• **Exercise instructions**
Which lines in the records below contain the string "post"? Report every such line in full, copied word for word.

• **Provided entries**
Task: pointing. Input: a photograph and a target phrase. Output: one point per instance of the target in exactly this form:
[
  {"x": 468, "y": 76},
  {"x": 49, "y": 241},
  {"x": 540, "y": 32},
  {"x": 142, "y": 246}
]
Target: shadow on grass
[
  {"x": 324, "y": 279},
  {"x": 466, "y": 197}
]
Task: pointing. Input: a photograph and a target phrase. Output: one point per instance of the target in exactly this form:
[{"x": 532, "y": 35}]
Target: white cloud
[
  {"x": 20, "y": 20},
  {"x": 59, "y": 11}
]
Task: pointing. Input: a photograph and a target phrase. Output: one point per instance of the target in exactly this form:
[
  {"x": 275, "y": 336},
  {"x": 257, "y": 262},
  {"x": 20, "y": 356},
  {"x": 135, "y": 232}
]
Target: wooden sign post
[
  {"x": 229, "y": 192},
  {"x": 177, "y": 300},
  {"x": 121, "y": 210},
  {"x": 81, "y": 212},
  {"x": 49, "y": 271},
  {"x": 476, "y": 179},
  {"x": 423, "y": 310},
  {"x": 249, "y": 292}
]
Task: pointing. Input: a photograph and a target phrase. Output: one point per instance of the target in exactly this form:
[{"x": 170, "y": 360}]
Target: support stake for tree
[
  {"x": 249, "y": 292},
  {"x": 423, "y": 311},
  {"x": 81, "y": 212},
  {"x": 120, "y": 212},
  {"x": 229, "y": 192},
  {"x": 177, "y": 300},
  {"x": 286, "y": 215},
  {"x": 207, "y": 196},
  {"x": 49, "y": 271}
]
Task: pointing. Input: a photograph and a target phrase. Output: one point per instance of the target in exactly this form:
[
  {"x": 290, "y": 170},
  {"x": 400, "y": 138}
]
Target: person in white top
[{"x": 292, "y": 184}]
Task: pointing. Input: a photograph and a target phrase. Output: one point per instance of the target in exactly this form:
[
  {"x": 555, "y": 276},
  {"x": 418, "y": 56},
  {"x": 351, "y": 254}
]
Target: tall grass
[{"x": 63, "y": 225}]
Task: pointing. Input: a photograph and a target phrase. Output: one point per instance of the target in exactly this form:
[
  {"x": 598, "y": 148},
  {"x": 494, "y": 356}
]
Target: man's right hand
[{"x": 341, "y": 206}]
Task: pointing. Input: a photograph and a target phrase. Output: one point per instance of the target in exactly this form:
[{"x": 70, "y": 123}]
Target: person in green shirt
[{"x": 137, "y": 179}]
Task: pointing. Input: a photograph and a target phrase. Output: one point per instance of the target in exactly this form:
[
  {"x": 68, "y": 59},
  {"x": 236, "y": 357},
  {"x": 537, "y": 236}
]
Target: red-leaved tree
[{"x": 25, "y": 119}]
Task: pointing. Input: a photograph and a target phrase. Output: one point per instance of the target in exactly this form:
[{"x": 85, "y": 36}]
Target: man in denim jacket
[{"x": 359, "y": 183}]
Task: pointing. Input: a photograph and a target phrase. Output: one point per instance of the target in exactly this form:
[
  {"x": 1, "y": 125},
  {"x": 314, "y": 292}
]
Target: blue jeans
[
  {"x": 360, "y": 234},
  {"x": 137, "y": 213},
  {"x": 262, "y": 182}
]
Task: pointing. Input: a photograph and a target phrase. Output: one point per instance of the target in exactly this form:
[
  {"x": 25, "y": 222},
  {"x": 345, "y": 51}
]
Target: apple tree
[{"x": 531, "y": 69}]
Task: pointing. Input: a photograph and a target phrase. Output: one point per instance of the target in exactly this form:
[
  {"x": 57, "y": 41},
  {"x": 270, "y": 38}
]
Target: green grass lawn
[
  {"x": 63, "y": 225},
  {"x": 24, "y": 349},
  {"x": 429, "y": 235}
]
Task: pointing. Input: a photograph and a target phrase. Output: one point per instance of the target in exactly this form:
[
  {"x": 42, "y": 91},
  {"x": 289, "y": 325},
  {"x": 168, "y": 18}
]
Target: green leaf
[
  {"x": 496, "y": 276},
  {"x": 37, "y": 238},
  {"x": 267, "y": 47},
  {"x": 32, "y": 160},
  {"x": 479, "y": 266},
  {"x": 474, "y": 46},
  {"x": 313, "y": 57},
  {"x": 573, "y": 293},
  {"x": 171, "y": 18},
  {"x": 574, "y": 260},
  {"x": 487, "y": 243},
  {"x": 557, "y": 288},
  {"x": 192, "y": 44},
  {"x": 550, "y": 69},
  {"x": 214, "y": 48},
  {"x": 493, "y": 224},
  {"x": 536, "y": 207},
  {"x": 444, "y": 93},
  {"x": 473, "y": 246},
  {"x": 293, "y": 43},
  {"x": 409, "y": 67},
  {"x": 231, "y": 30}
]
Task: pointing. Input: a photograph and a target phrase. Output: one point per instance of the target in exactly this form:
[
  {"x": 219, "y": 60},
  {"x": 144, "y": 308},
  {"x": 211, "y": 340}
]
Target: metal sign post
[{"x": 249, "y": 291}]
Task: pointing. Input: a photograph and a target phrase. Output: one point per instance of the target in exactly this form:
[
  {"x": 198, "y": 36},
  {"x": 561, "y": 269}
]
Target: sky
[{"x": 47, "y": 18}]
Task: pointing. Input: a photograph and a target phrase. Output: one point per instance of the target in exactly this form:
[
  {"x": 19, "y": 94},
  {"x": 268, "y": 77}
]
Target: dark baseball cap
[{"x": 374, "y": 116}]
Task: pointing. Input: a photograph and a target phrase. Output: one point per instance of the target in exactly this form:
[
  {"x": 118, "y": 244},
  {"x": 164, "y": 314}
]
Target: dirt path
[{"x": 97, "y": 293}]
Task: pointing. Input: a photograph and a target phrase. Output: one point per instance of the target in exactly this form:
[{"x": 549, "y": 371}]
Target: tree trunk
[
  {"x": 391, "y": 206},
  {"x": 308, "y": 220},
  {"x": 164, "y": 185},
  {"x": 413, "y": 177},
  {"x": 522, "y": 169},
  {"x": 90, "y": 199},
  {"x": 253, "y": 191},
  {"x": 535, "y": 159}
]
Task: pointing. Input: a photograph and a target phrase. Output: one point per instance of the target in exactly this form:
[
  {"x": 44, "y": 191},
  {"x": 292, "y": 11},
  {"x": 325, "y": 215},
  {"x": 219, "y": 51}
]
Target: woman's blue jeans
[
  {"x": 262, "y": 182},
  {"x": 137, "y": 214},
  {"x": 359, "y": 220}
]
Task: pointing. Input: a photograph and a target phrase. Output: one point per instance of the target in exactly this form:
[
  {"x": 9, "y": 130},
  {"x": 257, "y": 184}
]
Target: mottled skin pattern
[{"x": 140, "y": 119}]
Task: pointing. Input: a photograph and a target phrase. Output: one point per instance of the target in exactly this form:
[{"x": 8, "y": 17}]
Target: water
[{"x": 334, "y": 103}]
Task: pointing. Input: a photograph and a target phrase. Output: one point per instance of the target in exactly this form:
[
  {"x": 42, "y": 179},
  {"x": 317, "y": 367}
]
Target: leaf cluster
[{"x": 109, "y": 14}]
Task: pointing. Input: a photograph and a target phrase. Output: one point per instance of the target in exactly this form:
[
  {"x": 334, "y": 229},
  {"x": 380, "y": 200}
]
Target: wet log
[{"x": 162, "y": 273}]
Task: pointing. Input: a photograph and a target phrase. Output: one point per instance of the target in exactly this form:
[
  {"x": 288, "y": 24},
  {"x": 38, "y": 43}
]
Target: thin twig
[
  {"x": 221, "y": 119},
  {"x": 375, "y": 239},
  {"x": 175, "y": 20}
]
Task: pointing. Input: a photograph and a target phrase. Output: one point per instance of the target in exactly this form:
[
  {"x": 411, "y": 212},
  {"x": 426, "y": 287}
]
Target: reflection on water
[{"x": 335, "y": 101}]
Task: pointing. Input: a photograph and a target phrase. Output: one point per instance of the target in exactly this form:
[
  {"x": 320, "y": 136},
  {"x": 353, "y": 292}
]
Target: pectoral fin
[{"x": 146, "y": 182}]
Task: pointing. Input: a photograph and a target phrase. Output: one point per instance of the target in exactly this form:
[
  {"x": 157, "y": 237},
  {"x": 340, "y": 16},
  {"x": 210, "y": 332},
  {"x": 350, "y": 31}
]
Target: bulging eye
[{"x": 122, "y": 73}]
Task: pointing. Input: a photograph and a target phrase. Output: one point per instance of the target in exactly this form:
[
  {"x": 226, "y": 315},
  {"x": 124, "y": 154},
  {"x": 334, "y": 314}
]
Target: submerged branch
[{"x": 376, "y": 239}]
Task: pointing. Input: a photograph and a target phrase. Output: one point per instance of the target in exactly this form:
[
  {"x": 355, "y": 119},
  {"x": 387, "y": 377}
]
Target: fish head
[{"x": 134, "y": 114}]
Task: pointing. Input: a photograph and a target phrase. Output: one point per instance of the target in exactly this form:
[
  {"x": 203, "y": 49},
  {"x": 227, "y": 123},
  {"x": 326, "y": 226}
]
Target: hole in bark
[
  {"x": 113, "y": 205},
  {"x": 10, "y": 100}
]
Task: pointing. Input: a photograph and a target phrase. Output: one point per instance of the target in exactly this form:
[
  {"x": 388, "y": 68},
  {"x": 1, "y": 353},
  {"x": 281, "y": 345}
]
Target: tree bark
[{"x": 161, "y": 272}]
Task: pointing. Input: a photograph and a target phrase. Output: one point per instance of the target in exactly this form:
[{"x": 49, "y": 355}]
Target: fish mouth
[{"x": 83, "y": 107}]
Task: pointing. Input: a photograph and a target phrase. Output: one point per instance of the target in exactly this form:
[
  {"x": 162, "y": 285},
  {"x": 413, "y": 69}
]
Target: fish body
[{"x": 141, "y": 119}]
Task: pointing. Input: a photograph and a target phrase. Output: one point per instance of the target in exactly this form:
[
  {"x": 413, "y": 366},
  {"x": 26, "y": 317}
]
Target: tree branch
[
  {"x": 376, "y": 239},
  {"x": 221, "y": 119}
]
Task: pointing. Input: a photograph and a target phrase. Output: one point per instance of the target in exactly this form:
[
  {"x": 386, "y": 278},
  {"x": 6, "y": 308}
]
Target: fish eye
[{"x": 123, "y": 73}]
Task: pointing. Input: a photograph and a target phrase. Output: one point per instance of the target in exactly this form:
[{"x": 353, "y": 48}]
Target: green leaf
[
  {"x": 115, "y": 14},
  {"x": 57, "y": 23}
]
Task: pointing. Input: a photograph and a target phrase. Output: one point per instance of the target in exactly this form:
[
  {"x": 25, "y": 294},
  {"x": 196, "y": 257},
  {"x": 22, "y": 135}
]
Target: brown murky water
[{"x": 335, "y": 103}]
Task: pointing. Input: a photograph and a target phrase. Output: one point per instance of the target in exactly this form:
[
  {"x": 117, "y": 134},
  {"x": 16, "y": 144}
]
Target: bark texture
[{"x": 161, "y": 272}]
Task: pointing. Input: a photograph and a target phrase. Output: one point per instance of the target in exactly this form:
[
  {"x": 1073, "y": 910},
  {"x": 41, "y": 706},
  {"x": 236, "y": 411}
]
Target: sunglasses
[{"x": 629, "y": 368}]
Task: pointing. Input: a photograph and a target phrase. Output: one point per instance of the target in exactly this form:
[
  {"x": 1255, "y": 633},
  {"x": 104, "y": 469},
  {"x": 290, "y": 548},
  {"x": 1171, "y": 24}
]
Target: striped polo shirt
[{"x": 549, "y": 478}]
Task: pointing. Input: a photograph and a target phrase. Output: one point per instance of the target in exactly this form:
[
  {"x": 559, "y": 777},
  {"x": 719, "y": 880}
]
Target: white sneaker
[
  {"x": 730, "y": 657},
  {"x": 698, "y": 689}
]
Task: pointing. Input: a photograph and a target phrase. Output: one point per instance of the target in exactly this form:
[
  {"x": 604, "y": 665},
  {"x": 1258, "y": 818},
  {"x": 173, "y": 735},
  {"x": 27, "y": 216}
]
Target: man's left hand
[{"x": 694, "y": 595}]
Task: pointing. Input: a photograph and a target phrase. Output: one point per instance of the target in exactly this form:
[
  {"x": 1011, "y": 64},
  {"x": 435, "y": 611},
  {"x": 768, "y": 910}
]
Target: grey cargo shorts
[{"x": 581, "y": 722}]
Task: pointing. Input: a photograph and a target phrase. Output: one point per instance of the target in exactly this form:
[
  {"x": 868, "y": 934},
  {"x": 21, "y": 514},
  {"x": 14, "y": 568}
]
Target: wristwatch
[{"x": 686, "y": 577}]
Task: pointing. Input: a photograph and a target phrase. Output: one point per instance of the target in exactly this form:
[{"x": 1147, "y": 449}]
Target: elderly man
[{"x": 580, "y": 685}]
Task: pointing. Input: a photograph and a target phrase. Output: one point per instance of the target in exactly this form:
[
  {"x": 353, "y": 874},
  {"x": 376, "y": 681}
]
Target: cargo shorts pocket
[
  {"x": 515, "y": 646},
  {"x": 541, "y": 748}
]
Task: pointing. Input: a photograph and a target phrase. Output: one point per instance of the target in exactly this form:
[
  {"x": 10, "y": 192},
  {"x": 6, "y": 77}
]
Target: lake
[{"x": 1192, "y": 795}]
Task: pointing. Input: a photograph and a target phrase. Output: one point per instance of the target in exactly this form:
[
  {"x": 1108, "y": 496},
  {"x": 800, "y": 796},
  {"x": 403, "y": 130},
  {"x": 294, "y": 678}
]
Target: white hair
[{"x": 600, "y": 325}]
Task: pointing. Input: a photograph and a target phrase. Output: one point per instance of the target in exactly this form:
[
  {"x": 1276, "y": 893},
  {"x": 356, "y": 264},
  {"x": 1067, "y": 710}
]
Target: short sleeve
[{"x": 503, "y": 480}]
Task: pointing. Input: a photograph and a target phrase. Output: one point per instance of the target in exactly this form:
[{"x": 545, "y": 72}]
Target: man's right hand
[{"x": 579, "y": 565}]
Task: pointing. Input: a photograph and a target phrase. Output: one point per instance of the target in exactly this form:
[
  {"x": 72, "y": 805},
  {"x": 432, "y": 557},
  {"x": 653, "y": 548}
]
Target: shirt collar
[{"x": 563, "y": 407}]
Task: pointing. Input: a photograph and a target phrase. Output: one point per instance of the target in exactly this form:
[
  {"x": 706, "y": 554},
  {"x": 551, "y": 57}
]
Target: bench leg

• **Solution for this exercise**
Target: wooden sign post
Target: metal sign post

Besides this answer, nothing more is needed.